YOUR INSTRUCTIONS
Transcribe every entry word for word, leaving out all images.

[Dataset rows]
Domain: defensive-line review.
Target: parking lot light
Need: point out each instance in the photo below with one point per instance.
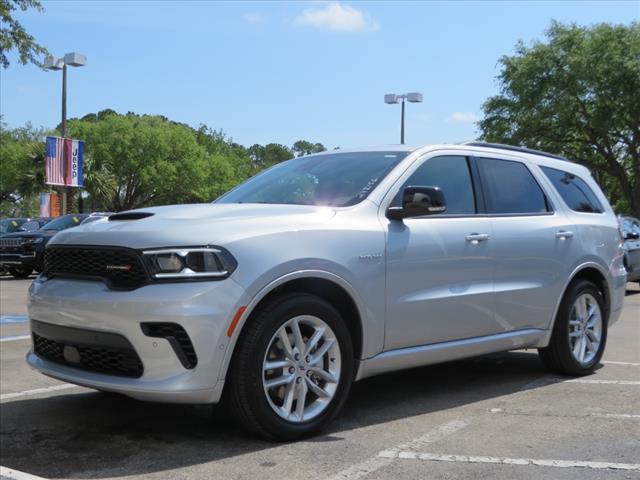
(392, 98)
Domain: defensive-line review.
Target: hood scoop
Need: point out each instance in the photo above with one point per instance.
(130, 216)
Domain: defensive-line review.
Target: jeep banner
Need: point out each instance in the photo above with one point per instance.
(63, 161)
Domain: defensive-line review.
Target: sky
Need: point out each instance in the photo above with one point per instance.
(283, 71)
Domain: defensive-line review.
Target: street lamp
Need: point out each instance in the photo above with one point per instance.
(413, 97)
(72, 59)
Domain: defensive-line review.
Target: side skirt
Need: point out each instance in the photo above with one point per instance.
(421, 355)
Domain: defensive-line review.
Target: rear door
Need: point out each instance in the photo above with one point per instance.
(533, 244)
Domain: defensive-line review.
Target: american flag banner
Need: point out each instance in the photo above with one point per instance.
(63, 161)
(45, 204)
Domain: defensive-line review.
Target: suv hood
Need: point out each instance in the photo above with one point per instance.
(35, 234)
(193, 225)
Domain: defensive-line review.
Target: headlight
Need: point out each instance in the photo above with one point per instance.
(189, 263)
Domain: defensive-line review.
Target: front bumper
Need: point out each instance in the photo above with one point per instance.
(30, 260)
(203, 309)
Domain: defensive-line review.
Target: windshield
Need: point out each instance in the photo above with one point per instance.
(64, 222)
(338, 180)
(10, 225)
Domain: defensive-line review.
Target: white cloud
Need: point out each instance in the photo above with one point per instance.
(255, 17)
(337, 17)
(463, 117)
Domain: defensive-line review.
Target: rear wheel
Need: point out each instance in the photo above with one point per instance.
(292, 369)
(579, 333)
(21, 272)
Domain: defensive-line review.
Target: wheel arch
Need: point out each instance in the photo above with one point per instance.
(326, 285)
(592, 272)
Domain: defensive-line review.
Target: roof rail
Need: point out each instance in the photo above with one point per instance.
(516, 149)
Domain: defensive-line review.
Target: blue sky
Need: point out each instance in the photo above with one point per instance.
(281, 71)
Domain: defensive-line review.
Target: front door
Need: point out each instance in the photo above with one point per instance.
(439, 267)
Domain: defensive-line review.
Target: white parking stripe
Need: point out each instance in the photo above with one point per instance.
(594, 415)
(437, 457)
(373, 464)
(9, 319)
(37, 391)
(12, 474)
(604, 382)
(13, 338)
(610, 362)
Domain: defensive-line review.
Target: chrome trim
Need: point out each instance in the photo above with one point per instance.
(411, 357)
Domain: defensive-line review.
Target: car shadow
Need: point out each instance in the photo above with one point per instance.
(97, 435)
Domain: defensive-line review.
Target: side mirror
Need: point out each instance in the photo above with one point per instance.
(418, 202)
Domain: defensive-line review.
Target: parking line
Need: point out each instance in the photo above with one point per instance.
(437, 457)
(373, 464)
(9, 319)
(626, 416)
(631, 364)
(12, 474)
(36, 391)
(604, 382)
(13, 338)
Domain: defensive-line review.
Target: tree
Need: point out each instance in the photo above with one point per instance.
(143, 159)
(577, 94)
(268, 155)
(303, 147)
(14, 36)
(22, 154)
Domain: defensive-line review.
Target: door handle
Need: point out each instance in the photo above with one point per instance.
(476, 238)
(564, 234)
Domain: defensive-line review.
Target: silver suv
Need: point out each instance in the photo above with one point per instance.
(328, 269)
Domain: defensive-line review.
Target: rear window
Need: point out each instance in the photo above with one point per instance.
(574, 191)
(511, 188)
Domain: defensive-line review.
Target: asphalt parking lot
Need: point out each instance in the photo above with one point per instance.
(500, 416)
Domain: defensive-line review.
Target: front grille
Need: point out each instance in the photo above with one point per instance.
(121, 360)
(178, 339)
(119, 267)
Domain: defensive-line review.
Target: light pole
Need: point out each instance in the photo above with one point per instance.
(413, 97)
(72, 59)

COMPLETED EXERCISE
Domain: defensive-line review.
Target: parking lot light
Need: point out each instance in the photo below with one point per instance.
(392, 98)
Domain: defensive-line review.
Target: hood scoop
Need: point out each instance in the photo above with one point per instance.
(130, 216)
Domain: defensive-line review.
Target: jeep banner
Need: point out each instance in the photo above with one point per instance.
(63, 161)
Domain: defensive-line review.
Target: sky
Need: point out each instance in the photo above with one point per instance.
(283, 71)
Domain: defensive-line review.
Target: street lamp
Need: point out each instance in the photo above with one point per instance.
(413, 97)
(72, 59)
Domain: defensive-line review.
Target: side skirt
Need: point out each instance in the photo above with one point per instance.
(421, 355)
Domain: defensive-line review.
Target: rear door
Need: point out each instance in the photo above with one point per instance.
(533, 244)
Domain: defensive-line review.
Target: american flag banner
Need: point out each instance in the photo above with one point per instance.
(63, 161)
(45, 204)
Domain: defensive-line review.
Target: suv hood
Need: point out each instance in the photo above with one point per instance.
(35, 234)
(193, 225)
Domain: defensive-line review.
Target: headlight
Need: point out each instance in the photo above with one point per instance.
(189, 263)
Domain: defensive-line review.
Target: front bumper
Need: point out each instance in the photo above with one point per instance.
(30, 260)
(203, 309)
Domain: defensive-line review.
Target: windshield
Need: point out each instance in the photo above with one point per instance.
(64, 222)
(338, 180)
(10, 225)
Domain: defensive-line review.
Target: white cloud
Need: point out each instance in the photo above with one point per instance.
(255, 17)
(337, 17)
(463, 117)
Domain: defensive-line review.
Target: rear wheel
Need: point out each instance in the photo above with one point per instance.
(292, 369)
(579, 333)
(21, 272)
Domain: defensive-line review.
Target: wheel arch
Need: point out each instance in the photo above with one point per instance.
(326, 285)
(592, 272)
Domain: defensive-line review.
Target: roof rail
Need: point out each instance in the photo above with one point per instance.
(516, 149)
Domain: defensive-line review.
Target: blue sky
Need: point out each instance in the photo above with one point per instance.
(281, 71)
Domain: defensive-line review.
Target: front door
Need: point out each instance in the photo above with one point per instance.
(439, 267)
Domain: defensive-line review.
Target: white parking stripe
Need: point out each instance in the photo above with one point per instance.
(594, 415)
(437, 457)
(373, 464)
(9, 319)
(37, 391)
(12, 474)
(604, 382)
(13, 338)
(610, 362)
Domain: defensive-line review.
Target: chrome trim
Need: point out each instance in the photo above with one point per instance.
(411, 357)
Domain: defensive-line review.
Target: car shadow
Need: point out each instance in the photo above with one point per instance.
(97, 435)
Domain: defensive-line review.
Target: side mirror
Need: point out each instance in the photo above with one point per instance.
(418, 202)
Domain: defensive-line review.
Target: parking line
Need: point out each instance in the photo above with one point per instance.
(437, 457)
(373, 464)
(9, 319)
(626, 416)
(631, 364)
(12, 474)
(36, 391)
(604, 382)
(13, 338)
Domain: defensive-line review.
Target: tree
Need: point out each instance in the photo above with one point per instance.
(143, 159)
(577, 94)
(268, 155)
(303, 147)
(14, 36)
(22, 154)
Domain: defensive-line review.
Target: door handle
Need: point out each instance in the photo above with one point per instance.
(476, 238)
(564, 234)
Domain: defensive-line review.
Target: silver suv
Need: point out each instance in the photo above with one point per instance.
(328, 269)
Domain: defensive-line review.
Target: rear window
Need: point out each instance in the photo above with one point per instance.
(574, 191)
(511, 188)
Domain: defensive-line review.
Target: asphalt parking lot
Need: point out each instance in the photo above with one point per instance.
(500, 416)
Domain: defensive-line review.
Target: front grille
Need: point out each instance in the photo above with one point per instance.
(121, 360)
(178, 339)
(119, 267)
Domain: defensive-line review.
Target: light pole
Need: point out each instance in the photo above with one point per instance.
(413, 97)
(72, 59)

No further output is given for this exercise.